Aim of the task → Among the entries below, find all lines that include "above" and copy them.

Records for processing →

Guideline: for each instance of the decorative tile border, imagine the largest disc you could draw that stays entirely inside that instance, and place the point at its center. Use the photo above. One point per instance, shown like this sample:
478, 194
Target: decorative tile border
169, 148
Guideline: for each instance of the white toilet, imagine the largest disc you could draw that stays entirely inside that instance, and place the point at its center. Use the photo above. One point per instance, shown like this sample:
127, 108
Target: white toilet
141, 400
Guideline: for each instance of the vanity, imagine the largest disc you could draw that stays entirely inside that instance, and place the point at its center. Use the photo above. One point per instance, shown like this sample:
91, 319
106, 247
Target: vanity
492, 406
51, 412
---
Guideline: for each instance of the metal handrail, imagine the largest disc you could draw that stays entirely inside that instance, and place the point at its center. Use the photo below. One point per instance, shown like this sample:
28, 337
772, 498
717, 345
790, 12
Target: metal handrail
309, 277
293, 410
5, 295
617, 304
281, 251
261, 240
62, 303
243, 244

Response →
Guideline: for each instance of the decorative tile border, imagine the largest disc you could draw that stays entirely inside that instance, and place the point at its center. Use the photo above. One point per instance, shown like this sample:
Guideline: for each instance of the white toilet, imagine the largest disc you could draw that stays entirely inside that instance, and place the point at its center. Use the photo above. One point per instance, shown like this sample:
Guideline: for each instance of the vanity, imagine the largest disc you could draw that stays entirely inside that instance, and place the point at its center. Use the photo above. One point per instance, shown like this sample:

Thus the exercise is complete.